**Problem statement:**
Transcribe all the entries that follow, leaving nothing out.

Region pointing data:
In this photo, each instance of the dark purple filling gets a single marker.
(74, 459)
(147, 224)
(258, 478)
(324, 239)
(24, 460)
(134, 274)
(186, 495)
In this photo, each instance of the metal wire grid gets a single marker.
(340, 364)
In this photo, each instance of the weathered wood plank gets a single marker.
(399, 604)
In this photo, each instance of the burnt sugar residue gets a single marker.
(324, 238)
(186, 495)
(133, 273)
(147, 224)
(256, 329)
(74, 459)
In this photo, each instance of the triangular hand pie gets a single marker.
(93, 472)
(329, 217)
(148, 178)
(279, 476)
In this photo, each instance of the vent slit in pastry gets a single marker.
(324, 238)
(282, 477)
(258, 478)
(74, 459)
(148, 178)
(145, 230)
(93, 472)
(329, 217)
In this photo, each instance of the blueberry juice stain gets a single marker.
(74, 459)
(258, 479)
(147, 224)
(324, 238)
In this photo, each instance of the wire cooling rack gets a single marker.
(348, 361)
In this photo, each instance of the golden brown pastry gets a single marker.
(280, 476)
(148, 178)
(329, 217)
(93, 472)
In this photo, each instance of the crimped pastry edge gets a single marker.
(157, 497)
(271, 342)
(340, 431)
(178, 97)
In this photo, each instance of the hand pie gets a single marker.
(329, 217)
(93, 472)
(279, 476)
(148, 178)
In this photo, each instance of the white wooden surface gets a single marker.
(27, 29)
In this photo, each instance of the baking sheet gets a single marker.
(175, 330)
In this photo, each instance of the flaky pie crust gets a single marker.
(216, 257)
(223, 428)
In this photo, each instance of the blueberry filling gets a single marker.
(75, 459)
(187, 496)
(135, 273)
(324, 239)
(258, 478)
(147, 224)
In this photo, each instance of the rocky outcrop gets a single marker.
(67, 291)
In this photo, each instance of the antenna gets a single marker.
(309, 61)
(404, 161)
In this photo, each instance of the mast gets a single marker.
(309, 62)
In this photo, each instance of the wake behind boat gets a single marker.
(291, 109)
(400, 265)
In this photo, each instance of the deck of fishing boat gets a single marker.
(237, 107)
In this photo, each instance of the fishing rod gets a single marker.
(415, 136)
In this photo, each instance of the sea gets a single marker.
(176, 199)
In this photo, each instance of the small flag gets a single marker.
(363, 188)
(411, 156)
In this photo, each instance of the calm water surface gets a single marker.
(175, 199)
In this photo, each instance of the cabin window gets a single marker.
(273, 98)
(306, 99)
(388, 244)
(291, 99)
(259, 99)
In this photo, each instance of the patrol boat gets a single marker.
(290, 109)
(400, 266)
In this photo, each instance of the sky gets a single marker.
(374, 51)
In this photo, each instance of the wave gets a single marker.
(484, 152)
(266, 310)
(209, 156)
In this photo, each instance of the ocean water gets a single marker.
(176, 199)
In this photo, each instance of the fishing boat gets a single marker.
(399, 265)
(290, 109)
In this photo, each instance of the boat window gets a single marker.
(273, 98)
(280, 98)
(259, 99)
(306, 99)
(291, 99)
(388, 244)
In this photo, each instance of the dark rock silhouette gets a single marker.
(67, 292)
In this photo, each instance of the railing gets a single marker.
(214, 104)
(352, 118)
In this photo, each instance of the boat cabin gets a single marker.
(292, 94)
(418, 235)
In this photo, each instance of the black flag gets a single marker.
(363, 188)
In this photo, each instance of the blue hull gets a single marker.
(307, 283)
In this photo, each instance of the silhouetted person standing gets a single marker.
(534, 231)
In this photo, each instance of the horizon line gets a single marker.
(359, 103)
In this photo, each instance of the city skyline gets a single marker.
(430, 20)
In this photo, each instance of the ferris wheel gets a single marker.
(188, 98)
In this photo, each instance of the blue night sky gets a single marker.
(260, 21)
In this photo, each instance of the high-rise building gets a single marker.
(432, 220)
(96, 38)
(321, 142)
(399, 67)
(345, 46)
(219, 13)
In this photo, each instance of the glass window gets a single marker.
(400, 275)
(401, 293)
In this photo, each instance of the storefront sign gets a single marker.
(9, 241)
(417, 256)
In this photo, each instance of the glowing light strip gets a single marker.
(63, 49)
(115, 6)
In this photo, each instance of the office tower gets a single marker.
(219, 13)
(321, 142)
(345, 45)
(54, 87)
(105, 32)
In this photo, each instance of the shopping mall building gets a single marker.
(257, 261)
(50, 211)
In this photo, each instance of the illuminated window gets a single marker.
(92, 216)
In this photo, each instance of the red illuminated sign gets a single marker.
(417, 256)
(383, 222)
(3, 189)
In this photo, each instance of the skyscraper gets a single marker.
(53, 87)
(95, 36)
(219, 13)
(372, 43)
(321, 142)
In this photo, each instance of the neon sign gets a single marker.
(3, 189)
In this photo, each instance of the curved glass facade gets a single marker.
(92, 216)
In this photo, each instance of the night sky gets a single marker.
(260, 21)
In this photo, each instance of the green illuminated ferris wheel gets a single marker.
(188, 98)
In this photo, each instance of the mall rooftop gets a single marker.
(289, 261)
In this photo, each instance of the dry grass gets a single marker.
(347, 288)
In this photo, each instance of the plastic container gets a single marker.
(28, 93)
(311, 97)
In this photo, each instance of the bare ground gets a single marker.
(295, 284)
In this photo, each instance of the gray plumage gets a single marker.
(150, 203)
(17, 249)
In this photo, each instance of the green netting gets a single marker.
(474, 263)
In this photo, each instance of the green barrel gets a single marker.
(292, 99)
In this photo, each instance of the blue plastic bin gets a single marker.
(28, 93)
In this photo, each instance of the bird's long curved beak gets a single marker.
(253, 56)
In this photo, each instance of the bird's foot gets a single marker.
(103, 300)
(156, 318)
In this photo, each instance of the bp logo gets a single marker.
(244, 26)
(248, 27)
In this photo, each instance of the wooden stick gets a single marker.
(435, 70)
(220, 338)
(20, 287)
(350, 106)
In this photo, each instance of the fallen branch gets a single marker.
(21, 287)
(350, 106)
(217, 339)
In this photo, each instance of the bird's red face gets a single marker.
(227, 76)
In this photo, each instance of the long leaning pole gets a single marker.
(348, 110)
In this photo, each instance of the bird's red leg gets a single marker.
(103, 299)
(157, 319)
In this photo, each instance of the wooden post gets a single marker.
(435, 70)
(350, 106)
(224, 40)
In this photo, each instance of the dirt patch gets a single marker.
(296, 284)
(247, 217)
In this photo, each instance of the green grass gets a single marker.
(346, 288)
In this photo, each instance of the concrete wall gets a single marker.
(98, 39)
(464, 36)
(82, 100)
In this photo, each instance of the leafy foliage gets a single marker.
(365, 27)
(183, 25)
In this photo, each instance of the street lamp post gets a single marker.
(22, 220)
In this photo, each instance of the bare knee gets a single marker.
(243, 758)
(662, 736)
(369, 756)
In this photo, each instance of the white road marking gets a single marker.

**Output of the exercise:**
In this photo, each instance of the dark purple filling gets a single marker.
(74, 459)
(147, 224)
(258, 478)
(324, 239)
(24, 460)
(134, 274)
(186, 495)
In this photo, each instance of the metal wire grid gets a single marker.
(340, 364)
In this photo, each instance of the weathered wood plank gets a single marker.
(399, 604)
In this photo, each instance of the burnt sugar residue gets a single marker.
(324, 238)
(186, 495)
(133, 273)
(147, 224)
(256, 329)
(74, 459)
In this photo, each instance of the triangular hand pie gets a single marker.
(93, 472)
(329, 217)
(148, 178)
(279, 476)
In this photo, each instance of the vent slit in pastry gets a single marker.
(324, 238)
(282, 477)
(258, 478)
(74, 459)
(148, 178)
(145, 230)
(93, 472)
(329, 217)
In this photo, each instance of the blueberry juice stain gets a single marker.
(74, 459)
(258, 479)
(147, 224)
(324, 238)
In this photo, each instance of the wire cooling rack gets a single marker.
(348, 361)
In this photo, each instance of the golden brown pastry gets a single marker.
(280, 476)
(148, 178)
(329, 217)
(93, 472)
In this photo, each instance of the crimped pastry edge gets a single marker.
(157, 497)
(271, 342)
(340, 431)
(178, 97)
In this photo, each instance of the hand pie gets a single marker.
(329, 217)
(93, 472)
(279, 476)
(148, 178)
In this photo, each instance of the white wooden surface gets a single marker.
(27, 29)
In this photo, each instance of the baking sheet gets a single marker.
(175, 330)
In this photo, each instance of the flaky pie crust gets a single marker.
(216, 257)
(223, 428)
In this photo, each instance of the blueberry filling gets a single marker.
(75, 459)
(187, 496)
(135, 273)
(324, 239)
(258, 478)
(147, 224)
In this photo, each instance of the rocky outcrop gets a single marker.
(67, 291)
In this photo, each instance of the antenna gets a single marker.
(309, 61)
(404, 161)
In this photo, each instance of the mast gets a single marker.
(309, 62)
In this photo, each instance of the wake behind boat gets a single marker.
(291, 109)
(400, 265)
In this photo, each instance of the deck of fishing boat gets a single marker.
(237, 107)
In this photo, each instance of the fishing rod gets a single marker.
(415, 136)
In this photo, each instance of the sea gets a single marker.
(176, 199)
In this photo, each instance of the small flag gets a single marker.
(363, 188)
(411, 156)
In this photo, each instance of the calm water surface gets a single marker.
(175, 199)
In this photo, each instance of the cabin window gets a single marker.
(273, 98)
(306, 99)
(388, 244)
(291, 99)
(259, 99)
In this photo, each instance of the patrol boat gets a single marker.
(290, 109)
(400, 266)
In this photo, each instance of the sky gets a single marker.
(374, 51)
In this photo, each instance of the wave gets a single marker.
(484, 152)
(266, 310)
(209, 156)
In this photo, each instance of the ocean water gets a single marker.
(176, 199)
In this photo, each instance of the fishing boat gets a single marker.
(399, 265)
(290, 109)
In this photo, each instance of the boat window gets a single marker.
(273, 98)
(280, 98)
(259, 99)
(306, 99)
(291, 99)
(388, 244)
In this photo, each instance of the dark rock silhouette gets a single marker.
(67, 292)
In this photo, each instance of the railing gets a single marker.
(214, 104)
(352, 118)
In this photo, each instance of the boat cabin gets a single marker.
(292, 94)
(418, 235)
In this photo, each instance of the black flag gets a single marker.
(363, 188)
In this photo, each instance of the blue hull gets a single marker.
(307, 283)
In this photo, each instance of the silhouetted person standing gets a single marker.
(534, 231)
In this photo, each instance of the horizon line gets a single marker.
(359, 103)
In this photo, each instance of the city skyline gets a single marker.
(430, 20)
In this photo, each instance of the ferris wheel gets a single marker.
(188, 98)
In this photo, each instance of the blue night sky gets a single marker.
(260, 21)
In this photo, each instance of the high-rise building gets a single marker.
(432, 220)
(96, 38)
(321, 142)
(399, 67)
(345, 46)
(219, 13)
In this photo, each instance of the glass window gets a single marker.
(400, 275)
(401, 293)
In this photo, each instance of the storefront sign gets a single marker.
(9, 241)
(417, 256)
In this photo, each instance of the glowing light strip gets a single marker.
(63, 49)
(115, 6)
In this photo, each instance of the office tower gets a single marker.
(219, 13)
(321, 142)
(345, 45)
(54, 87)
(105, 32)
In this photo, each instance of the shopping mall building gets a single marker.
(257, 261)
(50, 211)
In this photo, each instance of the illuminated window gets a single marker.
(92, 216)
In this photo, each instance of the red illuminated sign gets a single marker.
(417, 256)
(383, 222)
(3, 189)
In this photo, each instance of the skyscraper gets a single marker.
(53, 87)
(95, 36)
(219, 13)
(372, 43)
(321, 142)
In this photo, each instance of the neon sign gets a single marker.
(3, 189)
In this photo, each instance of the curved glass facade gets a single marker.
(92, 216)
In this photo, each instance of the night sky gets a single marker.
(260, 21)
In this photo, each instance of the green illuminated ferris wheel gets a single marker.
(188, 98)
In this photo, each instance of the mall rooftop gets a single marker.
(289, 261)
In this photo, each instance of the dry grass gets a single marker.
(347, 288)
In this photo, each instance of the plastic container gets a single marker.
(28, 93)
(311, 97)
In this photo, each instance of the bare ground gets a single marker.
(295, 284)
In this photo, each instance of the gray plumage gets a single marker.
(150, 203)
(17, 249)
In this photo, each instance of the green netting gets a single marker.
(474, 263)
In this photo, each instance of the green barrel gets a single marker.
(292, 99)
In this photo, each instance of the blue plastic bin gets a single marker.
(28, 93)
In this photo, each instance of the bird's long curved beak gets a single marker.
(253, 56)
In this photo, each instance of the bird's foot gets a single marker.
(103, 300)
(156, 318)
In this photo, each instance of the bp logo gets a single marker.
(244, 26)
(248, 27)
In this photo, each instance of the wooden stick gets a single marker.
(435, 70)
(220, 338)
(20, 287)
(350, 106)
In this photo, each instance of the fallen branch gets a single marker.
(21, 287)
(350, 106)
(217, 339)
In this photo, each instance of the bird's red face gets a single marker.
(227, 76)
In this photo, each instance of the long leaning pole gets a single marker.
(348, 110)
In this photo, each instance of the bird's red leg gets a single marker.
(103, 299)
(157, 319)
In this photo, each instance of the wooden post gets a single marker.
(435, 70)
(350, 106)
(224, 40)
In this photo, each instance of the dirt patch gets a single marker.
(296, 284)
(247, 217)
In this photo, each instance of the green grass gets a single marker.
(346, 288)
In this photo, each instance of the concrete wall gets a single marker.
(98, 39)
(464, 36)
(82, 100)
In this photo, each instance of the leafy foliage gets a single marker.
(365, 27)
(183, 25)
In this photo, each instance of the street lamp post gets a single marker.
(22, 220)
In this photo, each instance of the bare knee gets a single marker.
(243, 758)
(662, 736)
(369, 756)
In this photo, each instance of the white road marking gets a single marker.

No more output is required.